━━━━━ СТРАНИЦА

Понемногу творчество выходит из режима репортажа и психоанализа. Новая генерация уже не отказывается от духовного начала. Интересны, например, яркими поисками молодые художники – Альбина Ялозат, Степан Рябченко ...

 

- Хотя Рябченко создает свои работы не вживую, а в компьютере.

- В том, что он делает, есть напряжение эмоционального переживания образа и есть поиск новых форм.

- Художественный рынок переполнен подделками. Подделывали ли ваши работы? Подделывали ли вы когда-нибудь чьи-то работы? И вообще, радоваться или огорчаться тому, что существует индустрия подделок? 

- Как можно сказать, что с завтрашнего дня не будет карманников? Нельзя. Что бы милиция не делала, она не сможет уничтожить воровство как факт. Так же и на арт-рынке. Там, где деньги, там будет все. Там будет плагиат, компиляция. Там будет подделка – рынок охотится за деньгами. Что можно другого об этом сказать? Я никогда не подделывал никого. Но в мастерскую приносили мои старые работы в подтверждение авторства. Когда искусство становится формой инвестиции, несомненной будет необходимость в экспертизе.

━━━━━━━━━━
━━━━━ ПРЕДСТАВЛЕННЫЕ ДАННЫЕ

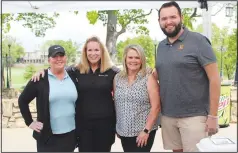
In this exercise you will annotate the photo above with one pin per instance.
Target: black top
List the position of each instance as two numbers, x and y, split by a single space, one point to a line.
40 91
95 94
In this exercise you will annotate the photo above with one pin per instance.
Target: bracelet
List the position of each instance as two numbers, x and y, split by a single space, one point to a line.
213 117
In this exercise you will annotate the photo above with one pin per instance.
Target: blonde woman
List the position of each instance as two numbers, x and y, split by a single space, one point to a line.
137 103
95 113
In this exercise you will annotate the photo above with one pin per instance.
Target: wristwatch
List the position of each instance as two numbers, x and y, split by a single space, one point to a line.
146 131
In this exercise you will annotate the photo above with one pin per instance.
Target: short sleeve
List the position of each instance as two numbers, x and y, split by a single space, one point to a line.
205 52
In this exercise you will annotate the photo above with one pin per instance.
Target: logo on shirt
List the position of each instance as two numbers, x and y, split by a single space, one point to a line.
181 46
103 75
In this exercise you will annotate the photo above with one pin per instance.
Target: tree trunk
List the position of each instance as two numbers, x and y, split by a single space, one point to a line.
2 75
227 71
112 36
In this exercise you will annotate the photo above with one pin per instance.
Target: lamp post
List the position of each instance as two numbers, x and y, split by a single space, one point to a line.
10 42
222 49
8 85
229 10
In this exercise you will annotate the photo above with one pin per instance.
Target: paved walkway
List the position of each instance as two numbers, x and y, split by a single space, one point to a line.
20 140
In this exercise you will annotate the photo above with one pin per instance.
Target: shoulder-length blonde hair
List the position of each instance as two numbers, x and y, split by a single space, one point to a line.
141 53
105 61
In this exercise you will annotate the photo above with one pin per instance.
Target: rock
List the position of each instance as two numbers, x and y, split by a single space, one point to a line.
17 115
7 108
11 125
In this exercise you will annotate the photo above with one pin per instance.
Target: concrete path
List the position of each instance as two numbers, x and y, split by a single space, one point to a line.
20 140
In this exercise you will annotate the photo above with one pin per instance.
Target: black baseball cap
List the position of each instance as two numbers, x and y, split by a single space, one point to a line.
55 49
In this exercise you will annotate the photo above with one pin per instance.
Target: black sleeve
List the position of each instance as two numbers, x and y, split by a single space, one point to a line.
28 94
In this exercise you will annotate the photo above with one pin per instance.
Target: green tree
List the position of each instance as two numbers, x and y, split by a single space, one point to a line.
29 72
118 22
37 22
225 48
16 50
231 55
189 17
70 47
145 41
133 20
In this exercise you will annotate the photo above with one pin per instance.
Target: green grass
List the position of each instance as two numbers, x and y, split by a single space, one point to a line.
17 74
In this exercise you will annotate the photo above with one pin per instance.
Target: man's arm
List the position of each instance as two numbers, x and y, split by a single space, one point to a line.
214 87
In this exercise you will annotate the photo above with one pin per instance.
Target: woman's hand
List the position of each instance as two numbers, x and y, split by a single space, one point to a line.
141 139
36 126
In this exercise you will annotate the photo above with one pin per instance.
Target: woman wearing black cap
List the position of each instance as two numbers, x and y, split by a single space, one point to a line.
56 95
95 112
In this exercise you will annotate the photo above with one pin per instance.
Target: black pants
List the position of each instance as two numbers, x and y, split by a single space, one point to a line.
96 136
129 143
59 143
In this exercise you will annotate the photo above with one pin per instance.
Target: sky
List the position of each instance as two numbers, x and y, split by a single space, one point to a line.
78 29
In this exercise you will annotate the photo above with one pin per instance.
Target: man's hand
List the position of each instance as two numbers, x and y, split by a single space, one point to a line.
36 76
212 125
36 126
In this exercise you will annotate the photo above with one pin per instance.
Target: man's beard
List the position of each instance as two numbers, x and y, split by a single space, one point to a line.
173 33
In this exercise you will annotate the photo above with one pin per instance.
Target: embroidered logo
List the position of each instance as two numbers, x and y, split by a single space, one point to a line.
103 75
181 46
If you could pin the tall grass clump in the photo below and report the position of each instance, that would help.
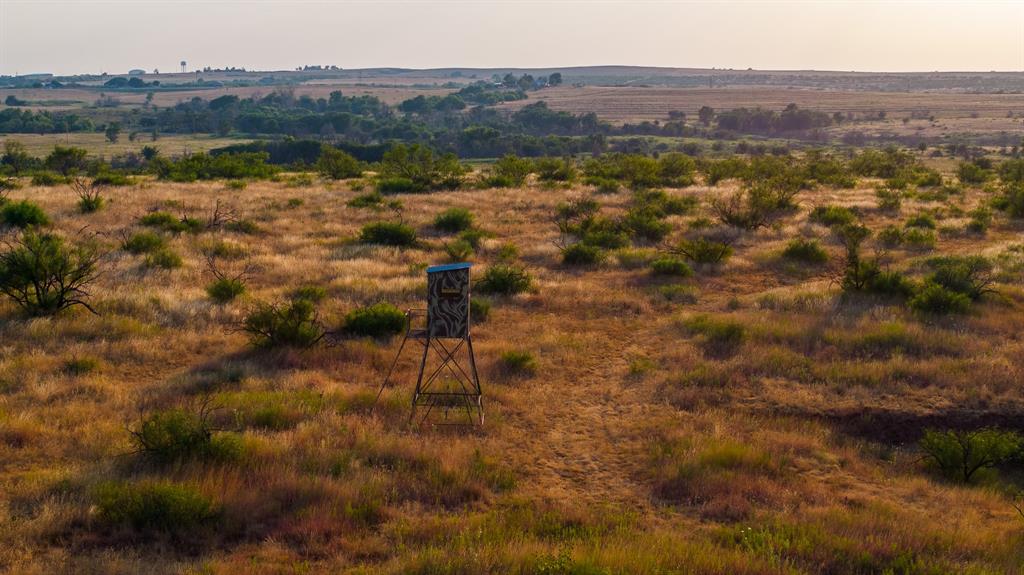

━━━━━━━━━━

**ПОСТАНОВКА ЗАДАЧИ**:
Перепишите без изменений фрагмент интервью о современном искусстве, начиная со слов «- Хотя Рябченко» и продолжая вплоть до слов «поиск новых форм.» включительно.

**ПИСЬМЕННОЕ РЕШЕНИЕ**:
- Хотя Рябченко создает свои работы не вживую, а в компьютере.

- В том, что он делает, есть напряжение эмоционального переживания образа и есть поиск новых форм.